Random Sampling studies: General Setting
Key components of the study setting:
- Population(s) of interest
- Variable of interest
- Parameter of interest
- (Specific) Question/Hypothesis of interest
Random Sampling study - notation
Take a random sample of \(n\) (sampling) units from the population of interest.
Measure outcome variable of interest on each unit:
\(Y_i =\) measurement of outcome on \(i\)th unit sampled, \(i = 1, \ldots, n\).
Maybe also measure some other explanatory/predictor variable on units:
\(X_i =\) measurement of explanatory variable on \(i\)th unit sampled, \(i = 1, \ldots, n\)
Data Settings
One sample: One outcome variable (Y) measured on units
- What’s the average rent for OSU students?
- What proportion of ST551 students prefer cats to dogs?
- How large is the average family size of US households?
Two sample: One outcome variable measured on units plus one binary explanatory variable
- How does the average rent (\(Y_i\)) of undergraduate (\(X_i = 1\)) OSU students compare to graduate (\(X_i = 0\)) OSU students?
Data Settings (cont.)
Multi-sample: One outcome variable measured on units plus one categorical (> 2 levels) explanatory variable
- Is the average rent (\(Y_i\)) of OSU students different for different kinds of accommodation (dorm, apartment, house)?
Regression settings: (ST552)
Simple: One outcome variable and one continuous explanatory variable
- How much does rent of OSU students (\(Y_i\)) decrease based on the number of people they live (\(X_i\)) with?
Multiple: One outcome variable and one or more explanatory variables
- What’s the average rent that OSU students pay for a \(Z\) square foot house with \(X\) bedrooms, \(D\) miles from campus?
For the next few weeks…
We will focus on the one sample random sampling setting.
Measure \(Y\) on \(n\) randomly sampled units from a population of interest.
Interested in some question/hypothesis about some parameter of the population.
Parameters of interest
Parameter: some summary measure of \(Y\) for all units in the population
- Population mean: average of variable of interest for all units in the population
- Population median: median of variable of interest for all units in the population
- Population variance: variance of variable of interest for all units in the population
- … any one number summary of the variable of interest for all units of the population
Questions about parameters
Point Estimate: the single best guess of the population parameter value
Interval Estimate: a range of likely values for the population parameter
Hypothesis test: is a specific value of the population parameter plausible?
Your Turn
Do people support the idea of a single payer health system?
Discuss with neighbor, what might be the population, variable, parameter and question/hypothesis?
_ _ _ _ _
(Task requirements)
A) Using the notes on random sampling studies, explain why the question about OSU students' rent for different kinds of accommodation belongs to the multi-sample setting.
B) Continue the notes on random sampling studies after their final line, keeping the same slide style.
_ _ _ _ _
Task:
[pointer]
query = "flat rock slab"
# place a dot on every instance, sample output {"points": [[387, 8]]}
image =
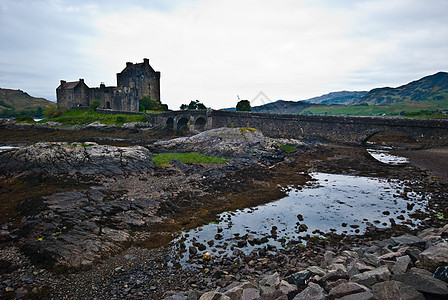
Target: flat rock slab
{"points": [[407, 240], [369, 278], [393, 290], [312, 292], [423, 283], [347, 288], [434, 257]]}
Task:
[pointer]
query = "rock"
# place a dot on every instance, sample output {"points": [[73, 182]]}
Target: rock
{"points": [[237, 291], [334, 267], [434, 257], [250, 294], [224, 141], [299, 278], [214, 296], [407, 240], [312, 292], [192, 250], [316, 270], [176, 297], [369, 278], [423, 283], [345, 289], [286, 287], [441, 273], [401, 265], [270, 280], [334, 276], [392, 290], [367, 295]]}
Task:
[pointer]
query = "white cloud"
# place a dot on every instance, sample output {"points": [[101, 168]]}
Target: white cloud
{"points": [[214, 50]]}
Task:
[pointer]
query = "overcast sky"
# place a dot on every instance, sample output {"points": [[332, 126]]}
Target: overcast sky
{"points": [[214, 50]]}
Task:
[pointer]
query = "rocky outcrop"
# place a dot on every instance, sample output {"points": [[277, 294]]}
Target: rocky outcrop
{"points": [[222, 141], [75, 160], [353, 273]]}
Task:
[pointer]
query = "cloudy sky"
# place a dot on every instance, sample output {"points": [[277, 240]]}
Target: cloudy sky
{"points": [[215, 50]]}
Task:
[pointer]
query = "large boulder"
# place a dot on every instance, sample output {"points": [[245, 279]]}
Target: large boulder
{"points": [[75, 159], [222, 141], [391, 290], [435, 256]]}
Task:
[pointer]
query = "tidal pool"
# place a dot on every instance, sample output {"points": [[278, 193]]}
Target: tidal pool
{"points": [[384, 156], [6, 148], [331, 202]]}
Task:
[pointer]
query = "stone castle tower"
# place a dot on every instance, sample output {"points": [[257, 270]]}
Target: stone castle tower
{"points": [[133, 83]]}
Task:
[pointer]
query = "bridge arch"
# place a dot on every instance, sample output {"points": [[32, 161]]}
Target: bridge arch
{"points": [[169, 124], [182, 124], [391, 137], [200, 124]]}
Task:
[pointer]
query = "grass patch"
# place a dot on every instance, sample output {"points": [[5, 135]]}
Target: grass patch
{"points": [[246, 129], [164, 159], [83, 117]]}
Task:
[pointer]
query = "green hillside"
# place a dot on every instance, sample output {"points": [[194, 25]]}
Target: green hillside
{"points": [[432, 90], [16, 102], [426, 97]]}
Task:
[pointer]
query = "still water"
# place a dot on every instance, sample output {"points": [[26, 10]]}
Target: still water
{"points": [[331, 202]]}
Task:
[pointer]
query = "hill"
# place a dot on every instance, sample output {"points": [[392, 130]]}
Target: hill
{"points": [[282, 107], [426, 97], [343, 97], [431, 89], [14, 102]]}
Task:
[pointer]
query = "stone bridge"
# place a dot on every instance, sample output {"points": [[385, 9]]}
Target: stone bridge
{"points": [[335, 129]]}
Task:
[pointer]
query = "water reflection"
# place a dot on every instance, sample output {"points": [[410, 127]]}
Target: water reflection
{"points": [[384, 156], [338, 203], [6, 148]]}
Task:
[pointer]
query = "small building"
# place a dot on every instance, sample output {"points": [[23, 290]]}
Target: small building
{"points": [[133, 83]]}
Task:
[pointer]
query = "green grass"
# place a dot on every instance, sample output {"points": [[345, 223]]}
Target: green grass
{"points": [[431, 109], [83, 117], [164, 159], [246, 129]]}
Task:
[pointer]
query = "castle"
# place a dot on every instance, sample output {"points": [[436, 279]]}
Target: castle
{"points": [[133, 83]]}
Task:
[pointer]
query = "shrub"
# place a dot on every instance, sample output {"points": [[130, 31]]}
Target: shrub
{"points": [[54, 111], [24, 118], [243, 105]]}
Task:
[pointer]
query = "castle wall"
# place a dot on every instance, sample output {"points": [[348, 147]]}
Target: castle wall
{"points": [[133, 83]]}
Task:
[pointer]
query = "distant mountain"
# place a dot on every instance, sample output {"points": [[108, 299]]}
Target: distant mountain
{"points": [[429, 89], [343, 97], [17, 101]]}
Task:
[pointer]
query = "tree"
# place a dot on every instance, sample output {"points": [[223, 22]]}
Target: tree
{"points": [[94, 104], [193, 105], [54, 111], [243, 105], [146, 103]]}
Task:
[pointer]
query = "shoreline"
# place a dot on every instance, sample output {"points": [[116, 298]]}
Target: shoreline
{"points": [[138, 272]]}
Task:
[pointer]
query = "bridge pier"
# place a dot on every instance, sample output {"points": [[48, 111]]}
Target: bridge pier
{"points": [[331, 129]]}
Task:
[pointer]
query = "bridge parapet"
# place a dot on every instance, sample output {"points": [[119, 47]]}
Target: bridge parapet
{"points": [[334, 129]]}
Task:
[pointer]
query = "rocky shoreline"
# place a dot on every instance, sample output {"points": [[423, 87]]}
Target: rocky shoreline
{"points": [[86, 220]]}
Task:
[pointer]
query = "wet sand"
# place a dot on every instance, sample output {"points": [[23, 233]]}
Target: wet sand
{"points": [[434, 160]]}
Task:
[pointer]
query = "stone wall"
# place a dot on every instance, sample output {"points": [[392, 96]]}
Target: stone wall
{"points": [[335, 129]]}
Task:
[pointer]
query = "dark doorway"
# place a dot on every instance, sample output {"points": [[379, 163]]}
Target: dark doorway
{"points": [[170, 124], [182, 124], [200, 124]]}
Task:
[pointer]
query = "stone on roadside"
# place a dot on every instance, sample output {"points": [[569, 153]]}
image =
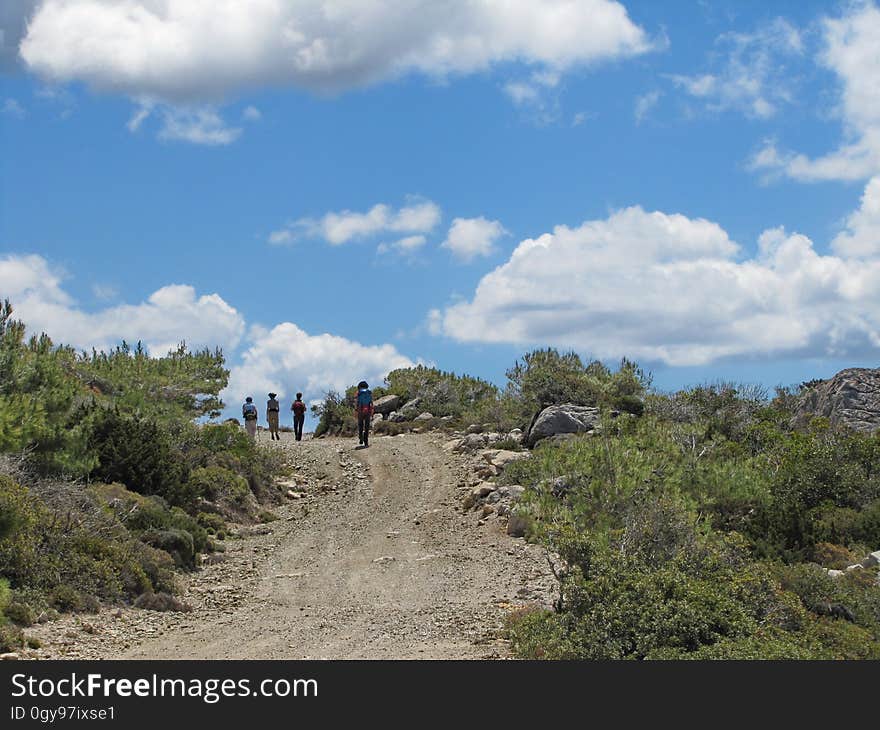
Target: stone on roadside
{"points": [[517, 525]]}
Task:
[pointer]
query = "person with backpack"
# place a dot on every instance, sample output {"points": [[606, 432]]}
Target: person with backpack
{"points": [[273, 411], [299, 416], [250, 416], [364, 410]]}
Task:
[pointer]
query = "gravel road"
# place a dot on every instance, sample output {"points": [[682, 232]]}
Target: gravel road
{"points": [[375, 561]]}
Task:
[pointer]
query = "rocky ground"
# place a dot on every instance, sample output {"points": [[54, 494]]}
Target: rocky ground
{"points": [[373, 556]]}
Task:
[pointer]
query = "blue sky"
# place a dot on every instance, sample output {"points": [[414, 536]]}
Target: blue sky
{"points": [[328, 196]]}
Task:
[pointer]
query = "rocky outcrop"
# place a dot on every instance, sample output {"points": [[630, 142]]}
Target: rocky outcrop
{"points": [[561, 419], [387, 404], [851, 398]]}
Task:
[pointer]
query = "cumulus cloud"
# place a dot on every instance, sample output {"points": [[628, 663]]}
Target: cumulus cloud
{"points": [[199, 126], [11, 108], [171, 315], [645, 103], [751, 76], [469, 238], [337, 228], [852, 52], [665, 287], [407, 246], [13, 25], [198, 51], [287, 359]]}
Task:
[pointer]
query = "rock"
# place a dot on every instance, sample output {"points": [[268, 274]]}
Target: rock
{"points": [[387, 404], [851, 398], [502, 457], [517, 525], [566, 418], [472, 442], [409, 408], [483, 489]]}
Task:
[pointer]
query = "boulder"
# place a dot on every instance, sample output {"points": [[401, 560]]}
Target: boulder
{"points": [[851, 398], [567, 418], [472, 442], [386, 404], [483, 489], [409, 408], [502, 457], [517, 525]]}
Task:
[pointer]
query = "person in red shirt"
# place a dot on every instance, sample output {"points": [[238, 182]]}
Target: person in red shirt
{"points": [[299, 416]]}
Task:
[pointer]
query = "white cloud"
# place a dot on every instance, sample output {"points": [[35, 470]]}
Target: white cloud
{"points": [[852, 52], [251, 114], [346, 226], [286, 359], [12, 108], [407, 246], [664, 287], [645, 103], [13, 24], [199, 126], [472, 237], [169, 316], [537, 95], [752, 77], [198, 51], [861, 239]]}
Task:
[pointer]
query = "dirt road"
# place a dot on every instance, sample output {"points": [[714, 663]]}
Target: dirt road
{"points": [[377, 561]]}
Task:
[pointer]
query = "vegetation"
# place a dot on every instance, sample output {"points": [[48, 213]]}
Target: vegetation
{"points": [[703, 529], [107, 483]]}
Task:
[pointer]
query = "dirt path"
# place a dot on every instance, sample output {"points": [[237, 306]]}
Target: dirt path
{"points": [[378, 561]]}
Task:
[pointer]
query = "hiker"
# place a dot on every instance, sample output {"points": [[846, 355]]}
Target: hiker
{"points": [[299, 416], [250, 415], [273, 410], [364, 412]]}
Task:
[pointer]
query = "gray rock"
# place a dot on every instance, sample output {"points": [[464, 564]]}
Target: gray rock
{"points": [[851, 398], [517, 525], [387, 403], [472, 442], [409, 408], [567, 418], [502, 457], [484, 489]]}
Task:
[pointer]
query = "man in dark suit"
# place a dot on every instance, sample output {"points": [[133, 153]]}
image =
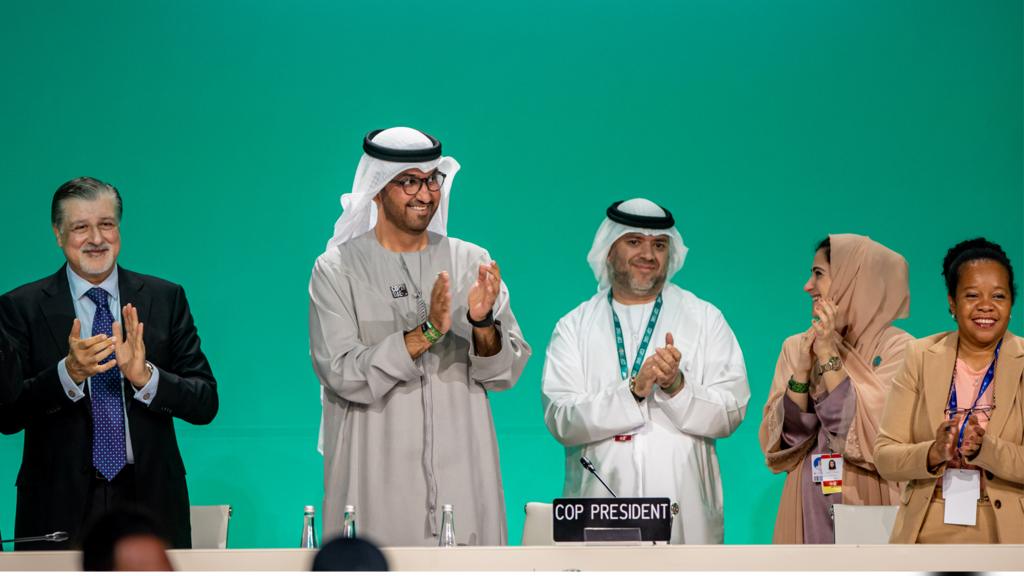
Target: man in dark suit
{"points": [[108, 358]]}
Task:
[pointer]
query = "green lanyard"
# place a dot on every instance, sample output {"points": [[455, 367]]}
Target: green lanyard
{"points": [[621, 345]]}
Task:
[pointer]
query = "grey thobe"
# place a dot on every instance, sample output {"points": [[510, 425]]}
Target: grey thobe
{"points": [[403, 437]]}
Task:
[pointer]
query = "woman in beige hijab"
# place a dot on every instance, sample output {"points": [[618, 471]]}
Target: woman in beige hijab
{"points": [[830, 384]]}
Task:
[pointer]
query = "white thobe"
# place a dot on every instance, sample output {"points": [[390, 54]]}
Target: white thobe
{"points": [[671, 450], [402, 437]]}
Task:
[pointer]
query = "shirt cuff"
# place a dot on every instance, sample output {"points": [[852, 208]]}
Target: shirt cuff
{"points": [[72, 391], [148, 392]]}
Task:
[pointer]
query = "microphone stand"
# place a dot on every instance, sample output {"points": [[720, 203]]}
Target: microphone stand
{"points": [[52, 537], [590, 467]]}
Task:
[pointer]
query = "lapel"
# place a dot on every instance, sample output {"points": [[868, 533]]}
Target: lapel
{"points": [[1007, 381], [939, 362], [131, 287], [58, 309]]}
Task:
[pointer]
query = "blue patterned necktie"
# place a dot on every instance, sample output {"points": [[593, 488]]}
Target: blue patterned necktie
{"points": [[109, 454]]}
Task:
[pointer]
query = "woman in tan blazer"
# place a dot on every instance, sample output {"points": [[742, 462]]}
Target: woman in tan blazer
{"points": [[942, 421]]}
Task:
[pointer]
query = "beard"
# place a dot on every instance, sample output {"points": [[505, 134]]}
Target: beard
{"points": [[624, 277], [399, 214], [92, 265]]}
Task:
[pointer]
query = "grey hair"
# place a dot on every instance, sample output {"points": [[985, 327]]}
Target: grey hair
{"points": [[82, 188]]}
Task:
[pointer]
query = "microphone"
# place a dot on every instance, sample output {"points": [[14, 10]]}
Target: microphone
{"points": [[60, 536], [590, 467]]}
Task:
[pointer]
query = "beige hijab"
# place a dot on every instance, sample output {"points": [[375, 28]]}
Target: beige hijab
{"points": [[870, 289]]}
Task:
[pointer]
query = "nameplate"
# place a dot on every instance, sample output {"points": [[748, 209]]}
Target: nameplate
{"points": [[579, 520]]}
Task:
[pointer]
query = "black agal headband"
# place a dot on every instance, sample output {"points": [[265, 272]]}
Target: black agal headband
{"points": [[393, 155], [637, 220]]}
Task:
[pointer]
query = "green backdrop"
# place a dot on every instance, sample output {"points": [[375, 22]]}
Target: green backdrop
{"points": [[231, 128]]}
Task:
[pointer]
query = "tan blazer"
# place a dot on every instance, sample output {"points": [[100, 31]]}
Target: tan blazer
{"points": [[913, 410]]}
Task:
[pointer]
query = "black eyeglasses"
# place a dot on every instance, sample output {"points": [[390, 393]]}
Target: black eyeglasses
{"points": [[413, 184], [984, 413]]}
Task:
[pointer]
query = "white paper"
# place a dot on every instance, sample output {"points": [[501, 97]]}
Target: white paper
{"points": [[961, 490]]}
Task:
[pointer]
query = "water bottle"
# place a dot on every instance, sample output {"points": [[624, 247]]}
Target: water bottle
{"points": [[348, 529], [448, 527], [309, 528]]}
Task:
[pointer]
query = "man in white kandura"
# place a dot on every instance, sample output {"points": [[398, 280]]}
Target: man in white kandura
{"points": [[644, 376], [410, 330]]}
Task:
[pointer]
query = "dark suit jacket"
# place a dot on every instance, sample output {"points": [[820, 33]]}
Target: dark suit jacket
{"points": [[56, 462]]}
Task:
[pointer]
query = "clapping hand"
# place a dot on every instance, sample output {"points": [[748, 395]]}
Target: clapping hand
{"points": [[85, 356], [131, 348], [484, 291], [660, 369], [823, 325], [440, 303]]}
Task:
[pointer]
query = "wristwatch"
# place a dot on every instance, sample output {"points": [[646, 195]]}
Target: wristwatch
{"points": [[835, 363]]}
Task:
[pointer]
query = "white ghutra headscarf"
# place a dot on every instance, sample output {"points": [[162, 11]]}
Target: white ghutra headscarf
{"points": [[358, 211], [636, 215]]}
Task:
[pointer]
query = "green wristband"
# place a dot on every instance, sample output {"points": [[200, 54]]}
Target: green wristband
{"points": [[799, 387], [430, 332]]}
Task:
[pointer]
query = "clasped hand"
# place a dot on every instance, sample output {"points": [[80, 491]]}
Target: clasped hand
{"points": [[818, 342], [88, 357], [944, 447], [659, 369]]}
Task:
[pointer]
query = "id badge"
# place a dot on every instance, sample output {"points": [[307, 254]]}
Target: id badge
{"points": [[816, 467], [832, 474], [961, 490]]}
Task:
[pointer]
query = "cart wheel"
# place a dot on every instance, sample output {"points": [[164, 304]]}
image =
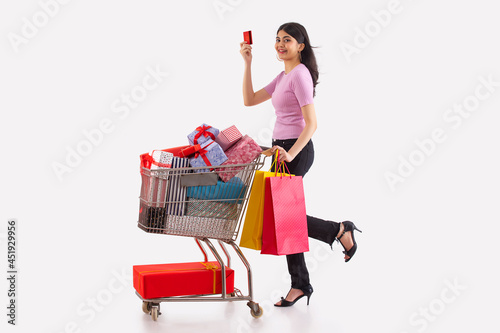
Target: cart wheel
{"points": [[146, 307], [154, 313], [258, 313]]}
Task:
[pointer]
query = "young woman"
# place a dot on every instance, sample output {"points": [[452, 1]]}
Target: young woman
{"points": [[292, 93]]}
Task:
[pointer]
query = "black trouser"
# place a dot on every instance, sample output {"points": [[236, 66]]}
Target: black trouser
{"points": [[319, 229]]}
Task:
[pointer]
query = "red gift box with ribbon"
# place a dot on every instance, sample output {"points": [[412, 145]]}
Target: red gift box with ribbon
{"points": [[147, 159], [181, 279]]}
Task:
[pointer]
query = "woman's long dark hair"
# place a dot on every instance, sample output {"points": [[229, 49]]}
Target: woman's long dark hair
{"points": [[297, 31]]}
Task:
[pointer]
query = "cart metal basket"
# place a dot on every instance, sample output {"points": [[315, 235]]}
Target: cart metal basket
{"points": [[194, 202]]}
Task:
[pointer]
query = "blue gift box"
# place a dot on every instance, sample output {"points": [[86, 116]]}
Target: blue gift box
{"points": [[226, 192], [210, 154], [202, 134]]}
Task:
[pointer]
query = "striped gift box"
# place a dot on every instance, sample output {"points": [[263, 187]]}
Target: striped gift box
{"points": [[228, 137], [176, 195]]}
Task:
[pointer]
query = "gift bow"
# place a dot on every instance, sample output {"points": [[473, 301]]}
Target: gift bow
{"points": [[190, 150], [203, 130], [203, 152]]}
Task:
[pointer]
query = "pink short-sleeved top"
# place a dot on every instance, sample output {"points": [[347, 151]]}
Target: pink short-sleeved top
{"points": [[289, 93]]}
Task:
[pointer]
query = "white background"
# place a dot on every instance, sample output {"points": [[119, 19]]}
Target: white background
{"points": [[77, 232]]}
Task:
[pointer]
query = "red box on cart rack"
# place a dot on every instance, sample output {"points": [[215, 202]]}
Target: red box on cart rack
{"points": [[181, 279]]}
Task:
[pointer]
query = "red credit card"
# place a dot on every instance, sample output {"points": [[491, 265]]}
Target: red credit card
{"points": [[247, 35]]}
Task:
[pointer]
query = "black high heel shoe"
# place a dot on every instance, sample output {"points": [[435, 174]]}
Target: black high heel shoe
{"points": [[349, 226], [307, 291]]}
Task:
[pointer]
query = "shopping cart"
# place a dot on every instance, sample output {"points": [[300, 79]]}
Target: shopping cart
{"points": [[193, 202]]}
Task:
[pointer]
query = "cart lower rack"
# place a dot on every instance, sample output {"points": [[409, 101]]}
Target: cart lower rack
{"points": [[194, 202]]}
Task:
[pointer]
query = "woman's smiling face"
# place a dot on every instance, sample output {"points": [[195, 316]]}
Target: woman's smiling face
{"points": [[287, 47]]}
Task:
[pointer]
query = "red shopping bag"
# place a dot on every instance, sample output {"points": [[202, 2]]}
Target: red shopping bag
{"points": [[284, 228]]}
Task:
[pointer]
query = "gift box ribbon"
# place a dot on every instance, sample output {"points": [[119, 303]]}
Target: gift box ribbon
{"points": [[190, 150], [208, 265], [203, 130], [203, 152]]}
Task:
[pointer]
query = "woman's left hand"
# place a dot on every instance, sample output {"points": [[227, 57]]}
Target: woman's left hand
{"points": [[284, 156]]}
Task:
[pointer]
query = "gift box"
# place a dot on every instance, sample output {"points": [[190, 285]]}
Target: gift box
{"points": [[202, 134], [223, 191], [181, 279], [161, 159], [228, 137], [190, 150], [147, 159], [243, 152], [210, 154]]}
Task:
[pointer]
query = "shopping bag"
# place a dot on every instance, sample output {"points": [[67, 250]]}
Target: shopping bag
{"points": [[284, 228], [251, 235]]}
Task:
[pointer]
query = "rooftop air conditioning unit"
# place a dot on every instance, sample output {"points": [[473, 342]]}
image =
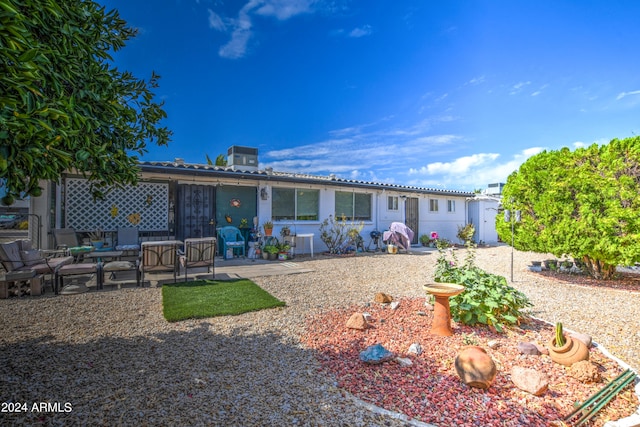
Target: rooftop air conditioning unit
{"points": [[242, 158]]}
_ _ _ _ _
(Responses in order)
A) It measures one outcome variable, rent (\(Y_i\)), plus one categorical explanatory variable with more than two levels. Here that variable is the kind of accommodation, which has three levels: dorm, apartment and house.

B)
Population:
Variable:
Parameter:
Question/Hypothesis:
Probability Review
Population Distribution
The population distribution is the distribution of \(Y\) for the entire population.
It tells us how likely values are over the range of \(Y\).
In particular, it provides us a probability model for \(Y\), so we can find probabilities such as:
\[ P(Y \in (a, b]) = P(a < Y \le b) \] In words: the probability, for a random unit drawn from the population, that the value of the variable of interest is between \(a\) and \(b\) (technically greater than \(a\) and less than or equal to \(b\)).
Common distributions
It’s sometimes convenient to assume mathematical forms for population distributions.
Continuous distributions: the range of possible values is the real line
Normal, Exponential, t, F, Uniform, Gamma
Discrete distributions: range of possible values are distinct separate values
Bernoulli, Binomial, Poisson, Multinomial, Discrete Uniform
The Normal Distribution
The Normal Distribution
The classic “Bell-shaped” distribution (but not every “bell-shape” is Normal).
The standard Normal has mean 0 and variance 1.
The Normal Distribution
Probability is found as areas under the curve of the probability density function.
E.g. \(P(0 < Y \le 1)\) = shaded area
The Normal Distribution
There is really a whole family of Normal distributions identified by their mean and variance.
We write \(N(\mu, \sigma^2)\) to refer to the specific Normal with mean \(\mu\) and variance \(\sigma^2\).
Properties of Normally Distributed variables
If \(X \sim N(0, 1)\) then \(\sigma X + \mu \sim N(\mu, \sigma^2)\)
Also if \(Y \sim N(\mu, \sigma^2)\) then \(\frac{Y - \mu}{\sigma} \sim N(0, 1)\)
More generally, if \(X \sim N(\mu, \sigma^2)\) then
\[ aX + b \sim N(a\mu + b, a^2\sigma^2) \]
Properties of Normally Distributed variables
If \(X \sim N(\mu_X, \sigma_X^2)\) and \(Y \sim N(\mu_Y, \sigma_Y^2)\), independent of \(X\).
Then,
\[ Z = X + Y \sim N(\mu_X + \mu_Y, \sigma_X^2 + \sigma_Y^2) \]
Independent: knowing value of one variable doesn’t help to guess value of other.
Why is the Normal so important?
- Some things seem naturally Normally distributed (actually it’s pretty hard to tell)
- It’s easy to work with mathematically (this isn’t generally a good reason in practice)
- The Central Limit Theorem!
Back to our setting
Statistic
A statistic is a one number summary of our sample.
Usually, we use a statistic to summarize what we know from our data at hand (our sample).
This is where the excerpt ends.